◆ **Text passage**:
╔══
A particular example embodiment is a switching device in which the
magnet chamber, particularly a lid element of the magnet chamber,
has at least one actuation opening for introducing an actuation
element into the magnet chamber. This means that the actuation
element does not have to be introduced into the magnet chamber
through the assembly opening. As a result, the assembly opening can
be optimally dimensioned to suit the dimensions of the tolerance
insert. The actuation element does not then hamper the tolerance
insert when the latter is inserted or removed.
The actuation opening can be provided on a side of the magnet
chamber, but also on the lid element of the magnet chamber which
faces toward the side of the actuation magnet facing away from the
spring element. By way of the actuation element, the actuation
magnet can easily be displaced in the direction of the spring
element inside the magnet chamber and held in a displaced position
such that the tolerance insert can be inserted through the assembly
opening into the free space produced above the actuation magnet.
Several actuation openings are preferably provided in the magnet
chamber, particularly in the lid element of the magnet chamber.
This enables secure and even displacement of the actuation magnet
inside the magnet chamber.
In another embodiment of the switching device, the actuation
openings can also be provided on the lid element, also designated
the floor element, facing toward the spring element. In this way,
the actuation magnet can, after intervention of the actuation
element, be pulled in the direction of the spring element in order
to create the free space inside the magnet chamber for inserting
the tolerance insert.
The actuation opening(s) can be fashioned in various forms. They
serve the introduction of one or more actuation elements which
serve in displacing the actuation magnet, i.e. the electromagnetic
drive.
An example embodiment is a switching device in which the at least
one actuation opening extends from a side of the magnet chamber to
a lid element of the magnet chamber. This ensures that there is
adequate space for the intervention of the actuation element.
In order that no dirt particles can penetrate the magnet chamber, a
switching device is preferred in which the assembly opening can be
closed by a closing element. The closing element can, for example,
be an attachable lid or a flap hinged on the magnet chamber. To
insert or remove the tolerance insert, the closing element can be
opened or removed.
A switching device is also conceivable in which the at least one
actuation opening can be closed by a closing element. This can
likewise prevent dirt or contamination from penetrating the magnet
chamber when no insertion or removal of the tolerance insert is
taking place. This/these closing element(s) can also be fashioned
as an attachable lid or as a hinged flap.
╚══
◆ **Listed entries**:
╔══
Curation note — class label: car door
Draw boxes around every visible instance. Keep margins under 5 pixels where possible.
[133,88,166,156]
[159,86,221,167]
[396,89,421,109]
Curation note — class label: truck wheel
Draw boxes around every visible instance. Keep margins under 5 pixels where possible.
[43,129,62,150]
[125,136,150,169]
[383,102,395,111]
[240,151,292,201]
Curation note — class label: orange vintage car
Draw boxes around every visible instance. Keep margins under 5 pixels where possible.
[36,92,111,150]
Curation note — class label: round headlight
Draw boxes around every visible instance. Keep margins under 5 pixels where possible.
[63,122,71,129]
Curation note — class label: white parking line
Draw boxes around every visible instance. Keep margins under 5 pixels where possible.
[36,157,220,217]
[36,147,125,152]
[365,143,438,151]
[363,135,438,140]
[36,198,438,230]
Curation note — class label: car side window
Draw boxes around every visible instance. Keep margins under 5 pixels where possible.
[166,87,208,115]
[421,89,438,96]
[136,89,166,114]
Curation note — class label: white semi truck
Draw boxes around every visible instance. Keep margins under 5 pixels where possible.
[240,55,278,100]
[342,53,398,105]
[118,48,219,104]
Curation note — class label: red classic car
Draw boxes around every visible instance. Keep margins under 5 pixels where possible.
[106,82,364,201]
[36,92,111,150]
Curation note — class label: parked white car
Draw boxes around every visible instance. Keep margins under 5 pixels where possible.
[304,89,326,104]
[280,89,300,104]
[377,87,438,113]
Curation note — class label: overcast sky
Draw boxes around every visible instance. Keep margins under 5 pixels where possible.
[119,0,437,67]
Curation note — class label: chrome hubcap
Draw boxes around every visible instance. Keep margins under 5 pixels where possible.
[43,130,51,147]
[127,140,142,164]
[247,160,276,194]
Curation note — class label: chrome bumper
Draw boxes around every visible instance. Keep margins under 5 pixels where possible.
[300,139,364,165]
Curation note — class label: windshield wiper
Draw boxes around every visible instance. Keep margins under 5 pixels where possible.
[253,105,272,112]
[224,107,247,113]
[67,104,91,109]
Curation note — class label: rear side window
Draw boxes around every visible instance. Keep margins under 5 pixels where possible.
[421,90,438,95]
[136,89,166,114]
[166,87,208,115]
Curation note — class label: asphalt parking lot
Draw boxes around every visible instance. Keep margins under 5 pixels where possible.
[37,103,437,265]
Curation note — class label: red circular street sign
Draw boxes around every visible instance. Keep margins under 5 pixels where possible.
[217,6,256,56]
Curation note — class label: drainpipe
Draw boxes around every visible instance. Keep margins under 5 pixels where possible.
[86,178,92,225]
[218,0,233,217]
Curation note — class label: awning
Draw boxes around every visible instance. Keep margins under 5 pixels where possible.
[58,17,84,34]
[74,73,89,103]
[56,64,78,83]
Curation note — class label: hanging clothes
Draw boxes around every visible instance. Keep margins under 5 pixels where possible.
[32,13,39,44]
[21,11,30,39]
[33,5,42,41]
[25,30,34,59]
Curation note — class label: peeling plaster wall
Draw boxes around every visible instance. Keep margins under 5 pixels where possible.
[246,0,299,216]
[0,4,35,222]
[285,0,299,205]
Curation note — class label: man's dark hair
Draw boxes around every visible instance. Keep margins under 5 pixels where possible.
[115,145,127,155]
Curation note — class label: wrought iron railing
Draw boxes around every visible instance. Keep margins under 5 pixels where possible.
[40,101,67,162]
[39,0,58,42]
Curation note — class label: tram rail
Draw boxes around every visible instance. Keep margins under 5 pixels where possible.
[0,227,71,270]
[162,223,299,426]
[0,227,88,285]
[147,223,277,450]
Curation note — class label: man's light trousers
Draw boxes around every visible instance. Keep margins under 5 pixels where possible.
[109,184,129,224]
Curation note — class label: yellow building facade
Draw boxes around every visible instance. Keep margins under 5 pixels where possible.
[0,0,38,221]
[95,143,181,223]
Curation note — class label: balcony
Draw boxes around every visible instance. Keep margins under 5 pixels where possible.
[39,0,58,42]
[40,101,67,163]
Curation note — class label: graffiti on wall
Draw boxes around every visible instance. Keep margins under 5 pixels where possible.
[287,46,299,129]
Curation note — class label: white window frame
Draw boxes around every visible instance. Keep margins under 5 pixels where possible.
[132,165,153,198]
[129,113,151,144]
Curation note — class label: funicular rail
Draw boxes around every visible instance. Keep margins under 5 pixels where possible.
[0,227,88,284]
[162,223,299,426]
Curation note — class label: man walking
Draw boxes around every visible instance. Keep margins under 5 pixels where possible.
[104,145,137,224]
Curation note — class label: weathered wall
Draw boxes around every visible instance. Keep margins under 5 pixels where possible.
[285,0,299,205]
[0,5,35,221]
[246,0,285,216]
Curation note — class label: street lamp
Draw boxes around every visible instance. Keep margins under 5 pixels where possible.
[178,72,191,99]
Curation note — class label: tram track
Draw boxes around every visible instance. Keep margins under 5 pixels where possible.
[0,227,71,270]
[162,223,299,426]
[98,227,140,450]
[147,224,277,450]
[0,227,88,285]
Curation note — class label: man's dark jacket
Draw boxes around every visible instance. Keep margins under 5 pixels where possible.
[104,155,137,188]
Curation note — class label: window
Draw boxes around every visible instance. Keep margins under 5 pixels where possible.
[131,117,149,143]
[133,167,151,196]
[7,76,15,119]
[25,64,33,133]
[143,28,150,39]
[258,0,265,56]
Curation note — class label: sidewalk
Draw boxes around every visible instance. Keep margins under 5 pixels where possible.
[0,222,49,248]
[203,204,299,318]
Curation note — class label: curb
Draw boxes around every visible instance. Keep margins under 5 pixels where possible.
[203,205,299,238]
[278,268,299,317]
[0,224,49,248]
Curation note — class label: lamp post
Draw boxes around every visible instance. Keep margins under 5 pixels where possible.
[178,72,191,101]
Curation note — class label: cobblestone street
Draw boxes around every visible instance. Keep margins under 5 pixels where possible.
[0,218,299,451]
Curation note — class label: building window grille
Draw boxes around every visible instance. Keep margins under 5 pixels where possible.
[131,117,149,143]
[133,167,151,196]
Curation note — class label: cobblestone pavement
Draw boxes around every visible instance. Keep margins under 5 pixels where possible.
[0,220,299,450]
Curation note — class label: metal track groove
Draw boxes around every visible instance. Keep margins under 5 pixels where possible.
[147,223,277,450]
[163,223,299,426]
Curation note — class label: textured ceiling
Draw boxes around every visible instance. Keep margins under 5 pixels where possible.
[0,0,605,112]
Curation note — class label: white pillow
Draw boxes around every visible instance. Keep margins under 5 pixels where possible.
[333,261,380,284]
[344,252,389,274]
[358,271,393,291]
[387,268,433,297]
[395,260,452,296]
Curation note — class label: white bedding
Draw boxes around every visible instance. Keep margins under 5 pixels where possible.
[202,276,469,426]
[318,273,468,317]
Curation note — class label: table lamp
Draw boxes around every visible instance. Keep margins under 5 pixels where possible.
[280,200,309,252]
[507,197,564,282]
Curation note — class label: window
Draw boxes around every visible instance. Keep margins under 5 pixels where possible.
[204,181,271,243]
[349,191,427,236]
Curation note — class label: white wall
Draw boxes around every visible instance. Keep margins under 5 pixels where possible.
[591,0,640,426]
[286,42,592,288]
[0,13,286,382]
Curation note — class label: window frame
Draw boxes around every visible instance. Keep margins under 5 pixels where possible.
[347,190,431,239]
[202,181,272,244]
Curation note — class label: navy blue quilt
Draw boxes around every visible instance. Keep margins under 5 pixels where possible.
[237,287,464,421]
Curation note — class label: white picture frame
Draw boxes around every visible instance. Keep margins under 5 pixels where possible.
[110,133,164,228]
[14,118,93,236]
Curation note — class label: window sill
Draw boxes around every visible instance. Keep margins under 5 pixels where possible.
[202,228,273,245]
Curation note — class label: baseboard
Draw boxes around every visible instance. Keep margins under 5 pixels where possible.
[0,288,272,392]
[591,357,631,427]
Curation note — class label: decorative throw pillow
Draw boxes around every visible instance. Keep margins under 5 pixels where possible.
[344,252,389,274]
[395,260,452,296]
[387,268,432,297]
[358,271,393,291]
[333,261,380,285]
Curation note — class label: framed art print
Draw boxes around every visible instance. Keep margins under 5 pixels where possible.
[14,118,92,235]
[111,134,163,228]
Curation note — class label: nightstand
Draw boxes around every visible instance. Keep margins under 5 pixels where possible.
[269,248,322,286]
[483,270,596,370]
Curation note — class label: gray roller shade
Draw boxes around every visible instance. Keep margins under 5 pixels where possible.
╚══
◆ **Things to do**:
a) Answer these questions using the switching device passage:
(i) What two forms does the passage give for the element that closes the assembly opening?
(ii) What does providing several actuation openings enable?
(iii) What other name does the passage give to the lid element that faces toward the spring element?
b) In the entries, copy out the lines starting with the line that contains "Curation note — class label: orange" and going on through the line that contains "[63,122,71,129]", including both of those lines.

◆ **Outputs in order**:
a)
(i) An attachable lid or a flap hinged on the magnet chamber.
(ii) Secure and even displacement of the actuation magnet inside the magnet chamber.
(iii) The floor element.

b)
Curation note — class label: orange vintage car
Draw boxes around every visible instance. Keep margins under 5 pixels where possible.
[36,92,111,150]
Curation note — class label: round headlight
Draw boxes around every visible instance. Keep margins under 5 pixels where possible.
[63,122,71,129]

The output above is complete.